Selection>
# Collars - Yay or Nay? [with pics!]



## RarePuss (Jun 16, 2004)

I got Marsh a collar today and he looks soo handsome!  But.. he's a 100% indoor cat and is never outside. It's mostly for show. So... for you guys, do you keep these on 100% of the time or just put the collars on occasionally??  I'd love to at least collar him fo when guests come over 


Here's some pics!


----------



## Gabreilla Moushigo (Jun 14, 2004)

He's such a cutie! I love the color - and those cute little eyes! Awe...


----------



## Mitts & Tess (Sep 4, 2004)

I think it should be a fashion statement when Marsh is in the mood. she looks stunning in her new collars.

Both my cats are chipped and I only have them wear their collars and tags when I take them some where in the car or Ive left them in someone elses care when I am out of town. Its a double assurance someone would know they are someones cats if they got out.


----------



## RarePuss (Jun 16, 2004)

Mitts & Tess said:


> I think it should be a fashion statement when Marsh is in the mood. she looks stunning in her new collars.
> 
> Both my cats are chipped and I only have them wear their collars and tags when I take them some where in the car or Ive left them in someone elses care when I am out of town. Its a double assurance someone would know they are someones cats if they got out.


 :lol: I thought it would be a confusion getting a hot pink collar... Marsh'a a boy! LOL :lol:


----------



## Gabreilla Moushigo (Jun 14, 2004)

RarePuss said:


> Mitts & Tess said:
> 
> 
> > I think it should be a fashion statement when Marsh is in the mood. she looks stunning in her new collars.

Collected data entries:
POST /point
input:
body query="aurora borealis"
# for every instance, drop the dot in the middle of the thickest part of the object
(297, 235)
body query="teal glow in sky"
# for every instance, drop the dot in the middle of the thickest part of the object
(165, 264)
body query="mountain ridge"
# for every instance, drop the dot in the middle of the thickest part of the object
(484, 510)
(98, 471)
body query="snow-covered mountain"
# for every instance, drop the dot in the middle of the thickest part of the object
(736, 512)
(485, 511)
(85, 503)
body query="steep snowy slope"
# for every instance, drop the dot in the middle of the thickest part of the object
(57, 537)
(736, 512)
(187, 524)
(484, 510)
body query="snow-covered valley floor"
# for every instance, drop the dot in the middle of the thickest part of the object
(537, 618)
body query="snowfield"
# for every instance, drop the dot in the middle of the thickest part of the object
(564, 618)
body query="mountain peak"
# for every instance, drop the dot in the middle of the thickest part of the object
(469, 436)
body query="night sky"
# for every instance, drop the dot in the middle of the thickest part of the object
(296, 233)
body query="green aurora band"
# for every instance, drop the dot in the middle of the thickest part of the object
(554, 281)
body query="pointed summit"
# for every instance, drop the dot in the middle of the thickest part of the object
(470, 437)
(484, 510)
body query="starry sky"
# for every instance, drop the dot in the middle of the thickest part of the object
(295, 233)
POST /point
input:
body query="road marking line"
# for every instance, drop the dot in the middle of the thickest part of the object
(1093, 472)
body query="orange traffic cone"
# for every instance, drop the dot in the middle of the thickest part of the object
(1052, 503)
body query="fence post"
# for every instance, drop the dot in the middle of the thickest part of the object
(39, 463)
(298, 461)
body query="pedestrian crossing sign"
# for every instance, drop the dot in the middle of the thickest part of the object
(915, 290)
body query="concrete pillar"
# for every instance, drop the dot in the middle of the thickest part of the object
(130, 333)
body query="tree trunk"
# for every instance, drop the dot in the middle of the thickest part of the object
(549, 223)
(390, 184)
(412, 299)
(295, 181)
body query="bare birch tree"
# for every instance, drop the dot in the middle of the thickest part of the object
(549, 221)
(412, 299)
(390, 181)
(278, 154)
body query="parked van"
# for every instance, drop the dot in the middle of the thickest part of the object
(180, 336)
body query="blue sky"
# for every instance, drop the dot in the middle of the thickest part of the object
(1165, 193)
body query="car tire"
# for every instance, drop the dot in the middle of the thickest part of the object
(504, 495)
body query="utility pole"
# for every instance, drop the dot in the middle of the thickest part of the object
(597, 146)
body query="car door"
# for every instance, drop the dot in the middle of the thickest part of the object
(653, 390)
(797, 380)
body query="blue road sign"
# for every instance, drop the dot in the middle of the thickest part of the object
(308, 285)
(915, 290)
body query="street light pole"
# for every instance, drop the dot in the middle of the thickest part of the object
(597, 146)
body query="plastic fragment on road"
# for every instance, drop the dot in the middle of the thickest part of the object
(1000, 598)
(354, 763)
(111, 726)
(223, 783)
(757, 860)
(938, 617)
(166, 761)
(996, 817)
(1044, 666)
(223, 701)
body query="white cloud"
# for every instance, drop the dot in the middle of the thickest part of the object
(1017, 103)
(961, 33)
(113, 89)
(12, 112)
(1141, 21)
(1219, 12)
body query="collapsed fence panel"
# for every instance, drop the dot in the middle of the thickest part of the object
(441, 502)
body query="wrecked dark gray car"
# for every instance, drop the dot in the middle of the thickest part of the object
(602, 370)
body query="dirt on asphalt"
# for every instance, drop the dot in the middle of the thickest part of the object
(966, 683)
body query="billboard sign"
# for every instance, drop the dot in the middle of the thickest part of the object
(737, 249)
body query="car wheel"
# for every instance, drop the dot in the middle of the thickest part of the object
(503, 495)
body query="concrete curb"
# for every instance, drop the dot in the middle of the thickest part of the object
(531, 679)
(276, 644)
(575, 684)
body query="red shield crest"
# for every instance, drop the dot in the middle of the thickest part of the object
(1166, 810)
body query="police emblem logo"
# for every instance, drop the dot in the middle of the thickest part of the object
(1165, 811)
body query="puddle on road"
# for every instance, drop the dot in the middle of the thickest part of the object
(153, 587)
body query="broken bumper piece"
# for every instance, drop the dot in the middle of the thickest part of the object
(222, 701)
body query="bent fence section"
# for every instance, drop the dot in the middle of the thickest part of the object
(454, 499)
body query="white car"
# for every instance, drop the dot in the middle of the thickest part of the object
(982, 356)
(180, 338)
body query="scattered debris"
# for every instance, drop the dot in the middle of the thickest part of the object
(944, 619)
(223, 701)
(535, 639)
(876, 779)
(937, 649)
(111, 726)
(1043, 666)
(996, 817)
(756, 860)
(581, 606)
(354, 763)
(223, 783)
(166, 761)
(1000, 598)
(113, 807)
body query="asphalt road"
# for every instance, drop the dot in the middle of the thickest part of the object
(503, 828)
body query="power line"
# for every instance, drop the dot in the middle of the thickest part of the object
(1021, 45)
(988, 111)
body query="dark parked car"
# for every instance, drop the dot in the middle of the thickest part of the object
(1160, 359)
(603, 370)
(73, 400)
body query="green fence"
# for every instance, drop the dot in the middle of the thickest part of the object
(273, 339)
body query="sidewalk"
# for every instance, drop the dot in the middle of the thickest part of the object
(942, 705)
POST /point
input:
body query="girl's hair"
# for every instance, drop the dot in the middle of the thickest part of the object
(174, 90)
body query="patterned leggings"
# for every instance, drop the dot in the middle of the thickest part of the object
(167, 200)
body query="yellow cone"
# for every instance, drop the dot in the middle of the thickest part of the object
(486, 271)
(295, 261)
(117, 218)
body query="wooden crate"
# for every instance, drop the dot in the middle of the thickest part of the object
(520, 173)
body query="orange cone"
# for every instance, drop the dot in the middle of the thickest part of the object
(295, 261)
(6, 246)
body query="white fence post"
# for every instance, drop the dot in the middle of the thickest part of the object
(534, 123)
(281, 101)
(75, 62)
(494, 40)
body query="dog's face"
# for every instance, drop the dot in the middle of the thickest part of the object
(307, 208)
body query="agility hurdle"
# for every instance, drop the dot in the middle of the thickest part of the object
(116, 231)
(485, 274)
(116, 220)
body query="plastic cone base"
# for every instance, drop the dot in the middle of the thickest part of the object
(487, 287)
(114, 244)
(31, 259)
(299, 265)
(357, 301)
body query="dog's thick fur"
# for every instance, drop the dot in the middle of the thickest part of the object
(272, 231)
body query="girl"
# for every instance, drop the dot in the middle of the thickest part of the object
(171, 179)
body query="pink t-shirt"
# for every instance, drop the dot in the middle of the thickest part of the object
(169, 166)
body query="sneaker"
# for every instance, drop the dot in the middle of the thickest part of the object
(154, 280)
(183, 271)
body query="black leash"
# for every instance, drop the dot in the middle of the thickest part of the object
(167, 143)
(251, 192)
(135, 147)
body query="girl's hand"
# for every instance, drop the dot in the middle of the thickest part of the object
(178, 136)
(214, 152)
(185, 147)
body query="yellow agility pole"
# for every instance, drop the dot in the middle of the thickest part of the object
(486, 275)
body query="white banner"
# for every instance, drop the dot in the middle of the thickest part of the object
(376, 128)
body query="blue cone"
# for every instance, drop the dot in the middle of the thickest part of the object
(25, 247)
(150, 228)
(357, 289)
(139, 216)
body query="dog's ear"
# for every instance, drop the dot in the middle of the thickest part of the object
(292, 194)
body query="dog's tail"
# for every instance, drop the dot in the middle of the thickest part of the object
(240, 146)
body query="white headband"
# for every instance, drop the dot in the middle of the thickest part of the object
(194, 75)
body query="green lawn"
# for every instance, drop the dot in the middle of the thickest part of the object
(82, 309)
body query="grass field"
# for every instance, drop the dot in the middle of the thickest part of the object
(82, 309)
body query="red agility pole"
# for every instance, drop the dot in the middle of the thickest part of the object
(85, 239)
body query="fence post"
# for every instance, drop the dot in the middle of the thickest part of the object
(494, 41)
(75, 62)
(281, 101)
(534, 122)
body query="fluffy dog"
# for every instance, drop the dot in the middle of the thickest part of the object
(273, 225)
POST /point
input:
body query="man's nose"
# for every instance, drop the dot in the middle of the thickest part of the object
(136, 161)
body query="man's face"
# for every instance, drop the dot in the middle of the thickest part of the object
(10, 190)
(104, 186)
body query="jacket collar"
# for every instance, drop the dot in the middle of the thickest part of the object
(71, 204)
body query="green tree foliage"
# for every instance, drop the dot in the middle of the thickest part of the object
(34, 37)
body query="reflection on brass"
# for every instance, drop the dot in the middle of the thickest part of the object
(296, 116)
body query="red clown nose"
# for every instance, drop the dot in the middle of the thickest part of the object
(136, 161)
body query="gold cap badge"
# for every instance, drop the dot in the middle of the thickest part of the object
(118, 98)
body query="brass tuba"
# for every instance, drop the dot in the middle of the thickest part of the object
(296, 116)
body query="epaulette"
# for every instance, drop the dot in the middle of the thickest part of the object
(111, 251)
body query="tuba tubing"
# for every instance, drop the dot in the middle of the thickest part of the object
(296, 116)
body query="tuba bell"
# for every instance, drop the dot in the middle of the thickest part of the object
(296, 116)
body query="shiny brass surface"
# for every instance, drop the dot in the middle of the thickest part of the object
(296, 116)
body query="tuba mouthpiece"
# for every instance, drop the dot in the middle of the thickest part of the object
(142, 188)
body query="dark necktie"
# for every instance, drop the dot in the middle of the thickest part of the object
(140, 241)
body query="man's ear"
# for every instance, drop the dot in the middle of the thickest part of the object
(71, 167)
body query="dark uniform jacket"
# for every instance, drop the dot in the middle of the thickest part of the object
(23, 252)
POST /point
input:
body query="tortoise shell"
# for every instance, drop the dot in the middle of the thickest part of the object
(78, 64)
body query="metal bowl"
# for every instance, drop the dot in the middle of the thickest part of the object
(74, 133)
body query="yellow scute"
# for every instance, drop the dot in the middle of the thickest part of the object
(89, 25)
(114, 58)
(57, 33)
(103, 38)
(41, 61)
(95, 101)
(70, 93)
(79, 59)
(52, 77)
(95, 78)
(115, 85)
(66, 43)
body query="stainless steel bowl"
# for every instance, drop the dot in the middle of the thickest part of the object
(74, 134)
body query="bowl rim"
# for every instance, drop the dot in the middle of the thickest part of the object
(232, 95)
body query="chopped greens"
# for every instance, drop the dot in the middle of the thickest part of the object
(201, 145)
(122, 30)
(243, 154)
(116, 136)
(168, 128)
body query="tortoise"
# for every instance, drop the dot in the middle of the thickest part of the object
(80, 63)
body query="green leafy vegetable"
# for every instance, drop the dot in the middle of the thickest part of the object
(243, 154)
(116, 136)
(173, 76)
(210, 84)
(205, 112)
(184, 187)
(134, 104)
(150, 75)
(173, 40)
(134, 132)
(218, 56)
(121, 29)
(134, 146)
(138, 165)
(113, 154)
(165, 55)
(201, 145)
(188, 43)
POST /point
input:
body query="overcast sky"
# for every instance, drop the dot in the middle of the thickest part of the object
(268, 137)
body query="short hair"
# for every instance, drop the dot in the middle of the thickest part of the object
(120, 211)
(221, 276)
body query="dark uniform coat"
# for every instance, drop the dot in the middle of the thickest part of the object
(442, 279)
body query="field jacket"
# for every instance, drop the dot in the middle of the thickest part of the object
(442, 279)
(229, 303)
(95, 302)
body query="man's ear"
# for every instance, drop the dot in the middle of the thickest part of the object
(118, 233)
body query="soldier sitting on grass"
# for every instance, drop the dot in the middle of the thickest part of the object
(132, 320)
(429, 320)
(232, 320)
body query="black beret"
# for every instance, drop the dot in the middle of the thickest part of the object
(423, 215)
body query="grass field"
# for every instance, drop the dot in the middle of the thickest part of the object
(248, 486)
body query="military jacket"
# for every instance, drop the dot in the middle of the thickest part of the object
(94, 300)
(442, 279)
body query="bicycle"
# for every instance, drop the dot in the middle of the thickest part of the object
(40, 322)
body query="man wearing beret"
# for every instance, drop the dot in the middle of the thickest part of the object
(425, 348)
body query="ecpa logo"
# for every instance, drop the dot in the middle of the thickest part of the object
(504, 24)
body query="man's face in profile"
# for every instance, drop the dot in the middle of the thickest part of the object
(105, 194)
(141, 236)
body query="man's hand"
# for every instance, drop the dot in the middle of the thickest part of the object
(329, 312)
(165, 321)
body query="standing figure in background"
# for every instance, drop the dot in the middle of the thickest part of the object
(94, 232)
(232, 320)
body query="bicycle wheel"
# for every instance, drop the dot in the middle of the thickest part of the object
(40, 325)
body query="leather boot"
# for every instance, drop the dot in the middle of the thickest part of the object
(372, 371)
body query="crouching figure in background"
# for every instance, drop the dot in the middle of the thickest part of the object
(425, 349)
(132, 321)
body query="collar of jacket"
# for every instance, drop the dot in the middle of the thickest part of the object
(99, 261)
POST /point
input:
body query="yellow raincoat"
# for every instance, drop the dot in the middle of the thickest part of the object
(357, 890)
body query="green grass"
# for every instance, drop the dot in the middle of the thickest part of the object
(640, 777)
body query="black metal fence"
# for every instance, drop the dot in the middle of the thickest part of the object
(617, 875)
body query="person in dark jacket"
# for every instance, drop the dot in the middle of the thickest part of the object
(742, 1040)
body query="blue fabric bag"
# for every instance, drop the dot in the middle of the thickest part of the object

Task instructions>
**A)** Reproduce the part of the collar thread that begins with the words containing "# Collars - Yay" and ends with "Here's some pics!".
**B)** Answer these questions using the collar thread:
(i) Does Marsh ever go outside?
(ii) When do Mitts & Tess's cats wear their collars and tags?
(iii) Is Marsh male or female?
The data come from a separate source.

Exercise answers>
**A)**
# Collars - Yay or Nay? [with pics!]



## RarePuss (Jun 16, 2004)

I got Marsh a collar today and he looks soo handsome!  But.. he's a 100% indoor cat and is never outside. It's mostly for show. So... for you guys, do you keep these on 100% of the time or just put the collars on occasionally??  I'd love to at least collar him fo when guests come over 


Here's some pics!

**B)**
(i) No. Marsh is a 100% indoor cat and is never outside.
(ii) They wear them when taken somewhere in the car or when left in someone else's care while their owner is out of town.
(iii) Marsh is male.